# Problem details
Convert the entries from the first line through the line containing "130L0 129L0 135L3" into a Markdown table with the columns Row and Entry line. Give each nonblank line its own row, numbered in order.

=======

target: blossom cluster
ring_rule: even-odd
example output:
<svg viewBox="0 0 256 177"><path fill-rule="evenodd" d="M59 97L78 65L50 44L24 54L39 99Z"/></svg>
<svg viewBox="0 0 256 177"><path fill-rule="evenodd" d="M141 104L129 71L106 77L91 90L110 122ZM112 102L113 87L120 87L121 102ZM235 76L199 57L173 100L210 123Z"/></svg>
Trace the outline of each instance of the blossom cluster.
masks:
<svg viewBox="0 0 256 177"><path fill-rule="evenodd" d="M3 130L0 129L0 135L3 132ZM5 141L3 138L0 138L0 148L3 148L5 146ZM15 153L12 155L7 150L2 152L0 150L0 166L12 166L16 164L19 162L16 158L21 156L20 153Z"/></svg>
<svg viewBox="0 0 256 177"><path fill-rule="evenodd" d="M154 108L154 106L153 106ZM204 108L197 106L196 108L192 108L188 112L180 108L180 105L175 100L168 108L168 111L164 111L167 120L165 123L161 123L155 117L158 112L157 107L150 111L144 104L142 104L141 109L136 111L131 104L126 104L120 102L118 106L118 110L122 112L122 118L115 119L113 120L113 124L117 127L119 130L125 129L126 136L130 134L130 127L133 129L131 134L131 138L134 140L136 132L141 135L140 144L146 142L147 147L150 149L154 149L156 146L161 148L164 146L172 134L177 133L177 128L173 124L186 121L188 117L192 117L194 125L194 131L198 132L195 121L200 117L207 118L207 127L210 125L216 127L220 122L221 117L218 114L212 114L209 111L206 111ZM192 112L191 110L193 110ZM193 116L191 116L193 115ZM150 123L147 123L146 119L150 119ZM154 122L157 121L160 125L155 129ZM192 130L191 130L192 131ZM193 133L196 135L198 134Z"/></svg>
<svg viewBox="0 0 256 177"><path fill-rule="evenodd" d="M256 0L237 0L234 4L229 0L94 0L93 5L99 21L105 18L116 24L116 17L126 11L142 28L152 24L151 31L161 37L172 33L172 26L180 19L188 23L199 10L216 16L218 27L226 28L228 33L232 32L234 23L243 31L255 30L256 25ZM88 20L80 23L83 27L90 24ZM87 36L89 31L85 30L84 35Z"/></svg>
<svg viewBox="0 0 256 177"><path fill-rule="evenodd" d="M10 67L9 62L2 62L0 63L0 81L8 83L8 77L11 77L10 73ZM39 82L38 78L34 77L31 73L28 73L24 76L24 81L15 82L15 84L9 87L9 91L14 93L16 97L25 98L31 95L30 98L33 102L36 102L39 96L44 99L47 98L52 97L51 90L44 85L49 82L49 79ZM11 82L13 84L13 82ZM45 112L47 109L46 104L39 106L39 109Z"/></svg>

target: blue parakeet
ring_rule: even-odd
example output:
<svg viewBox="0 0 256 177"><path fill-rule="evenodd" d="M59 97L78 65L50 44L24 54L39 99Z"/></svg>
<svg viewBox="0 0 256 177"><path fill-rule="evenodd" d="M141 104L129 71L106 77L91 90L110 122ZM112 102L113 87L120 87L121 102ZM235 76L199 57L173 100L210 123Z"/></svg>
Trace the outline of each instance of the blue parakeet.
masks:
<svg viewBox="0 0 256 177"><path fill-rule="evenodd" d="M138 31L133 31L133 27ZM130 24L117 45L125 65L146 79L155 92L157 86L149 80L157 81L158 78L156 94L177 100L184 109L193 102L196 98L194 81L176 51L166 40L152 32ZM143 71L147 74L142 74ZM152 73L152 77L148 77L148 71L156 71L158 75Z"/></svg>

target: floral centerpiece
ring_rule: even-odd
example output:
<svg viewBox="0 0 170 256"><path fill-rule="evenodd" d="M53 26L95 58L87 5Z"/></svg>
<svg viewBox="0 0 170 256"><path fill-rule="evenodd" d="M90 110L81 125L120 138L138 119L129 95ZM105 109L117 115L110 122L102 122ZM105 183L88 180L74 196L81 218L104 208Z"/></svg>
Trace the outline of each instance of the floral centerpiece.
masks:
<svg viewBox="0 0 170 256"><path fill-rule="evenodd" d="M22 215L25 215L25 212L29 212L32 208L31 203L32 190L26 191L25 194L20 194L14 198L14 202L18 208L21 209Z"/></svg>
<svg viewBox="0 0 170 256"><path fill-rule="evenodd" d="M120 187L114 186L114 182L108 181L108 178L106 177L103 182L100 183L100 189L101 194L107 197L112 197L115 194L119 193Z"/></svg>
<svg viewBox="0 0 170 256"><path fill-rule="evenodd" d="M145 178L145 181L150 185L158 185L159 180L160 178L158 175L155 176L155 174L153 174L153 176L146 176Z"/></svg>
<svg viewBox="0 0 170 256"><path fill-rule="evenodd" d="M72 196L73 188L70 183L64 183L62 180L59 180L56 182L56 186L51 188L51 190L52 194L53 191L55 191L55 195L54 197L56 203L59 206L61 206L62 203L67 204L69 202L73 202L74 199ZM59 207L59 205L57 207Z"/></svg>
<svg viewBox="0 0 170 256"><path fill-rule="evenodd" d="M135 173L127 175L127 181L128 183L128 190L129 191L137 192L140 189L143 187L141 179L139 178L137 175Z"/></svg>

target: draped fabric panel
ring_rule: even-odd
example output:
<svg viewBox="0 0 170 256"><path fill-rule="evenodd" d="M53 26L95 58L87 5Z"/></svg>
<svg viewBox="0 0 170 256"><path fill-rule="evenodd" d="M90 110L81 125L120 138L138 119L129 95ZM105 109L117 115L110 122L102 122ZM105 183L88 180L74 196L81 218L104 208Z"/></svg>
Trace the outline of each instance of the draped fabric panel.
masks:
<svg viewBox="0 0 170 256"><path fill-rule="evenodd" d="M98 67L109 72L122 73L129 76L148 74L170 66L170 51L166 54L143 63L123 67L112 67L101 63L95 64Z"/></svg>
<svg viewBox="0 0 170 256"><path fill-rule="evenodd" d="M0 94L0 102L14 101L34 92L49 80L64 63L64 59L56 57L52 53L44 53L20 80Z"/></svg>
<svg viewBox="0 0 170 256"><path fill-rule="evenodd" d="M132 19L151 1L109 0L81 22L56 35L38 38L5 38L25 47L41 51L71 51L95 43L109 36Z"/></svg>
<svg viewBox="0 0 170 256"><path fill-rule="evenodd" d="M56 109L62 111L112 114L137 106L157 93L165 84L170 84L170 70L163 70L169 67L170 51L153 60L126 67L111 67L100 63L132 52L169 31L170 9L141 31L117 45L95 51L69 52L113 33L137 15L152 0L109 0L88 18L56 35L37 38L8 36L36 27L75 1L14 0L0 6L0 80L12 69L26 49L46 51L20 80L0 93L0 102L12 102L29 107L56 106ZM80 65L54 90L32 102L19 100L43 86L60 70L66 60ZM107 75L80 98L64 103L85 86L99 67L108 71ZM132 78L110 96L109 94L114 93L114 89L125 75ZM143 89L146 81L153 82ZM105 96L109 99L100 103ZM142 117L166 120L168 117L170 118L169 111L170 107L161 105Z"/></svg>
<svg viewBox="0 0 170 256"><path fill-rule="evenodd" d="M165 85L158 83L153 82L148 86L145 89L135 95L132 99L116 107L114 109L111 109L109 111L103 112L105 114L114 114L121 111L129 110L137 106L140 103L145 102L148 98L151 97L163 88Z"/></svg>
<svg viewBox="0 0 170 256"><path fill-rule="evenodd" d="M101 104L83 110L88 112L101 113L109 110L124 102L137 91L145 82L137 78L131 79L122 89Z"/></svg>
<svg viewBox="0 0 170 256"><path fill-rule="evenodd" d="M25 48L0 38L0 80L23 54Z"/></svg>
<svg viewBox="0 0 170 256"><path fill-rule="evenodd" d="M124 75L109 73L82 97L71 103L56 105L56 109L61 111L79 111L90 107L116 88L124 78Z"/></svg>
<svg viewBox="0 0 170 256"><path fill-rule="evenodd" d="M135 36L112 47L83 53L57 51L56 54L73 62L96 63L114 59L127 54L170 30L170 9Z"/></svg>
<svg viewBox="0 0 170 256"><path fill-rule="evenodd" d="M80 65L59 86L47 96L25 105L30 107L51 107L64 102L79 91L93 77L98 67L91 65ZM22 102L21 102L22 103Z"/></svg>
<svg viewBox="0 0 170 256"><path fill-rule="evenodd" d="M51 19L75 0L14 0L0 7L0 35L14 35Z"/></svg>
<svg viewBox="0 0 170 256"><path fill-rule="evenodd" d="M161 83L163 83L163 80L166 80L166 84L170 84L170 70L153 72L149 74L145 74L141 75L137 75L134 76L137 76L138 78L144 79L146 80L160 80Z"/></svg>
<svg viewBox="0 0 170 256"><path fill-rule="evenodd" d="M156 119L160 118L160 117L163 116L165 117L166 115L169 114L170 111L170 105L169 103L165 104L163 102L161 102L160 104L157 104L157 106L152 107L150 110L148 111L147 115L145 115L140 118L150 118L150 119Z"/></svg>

=======

# Result
| Row | Entry line |
|---|---|
| 1 | target: blossom cluster |
| 2 | ring_rule: even-odd |
| 3 | example output: |
| 4 | <svg viewBox="0 0 256 177"><path fill-rule="evenodd" d="M59 97L78 65L50 44L24 54L39 99Z"/></svg> |
| 5 | <svg viewBox="0 0 256 177"><path fill-rule="evenodd" d="M141 104L129 71L106 77L91 90L110 122ZM112 102L113 87L120 87L121 102ZM235 76L199 57L173 100L210 123Z"/></svg> |
| 6 | Trace the outline of each instance of the blossom cluster. |
| 7 | masks: |
| 8 | <svg viewBox="0 0 256 177"><path fill-rule="evenodd" d="M3 130L0 129L0 135L3 132ZM5 141L3 138L0 138L0 148L3 148L5 146ZM15 153L12 155L7 150L2 152L0 150L0 166L12 166L16 164L19 162L16 158L21 156L20 153Z"/></svg> |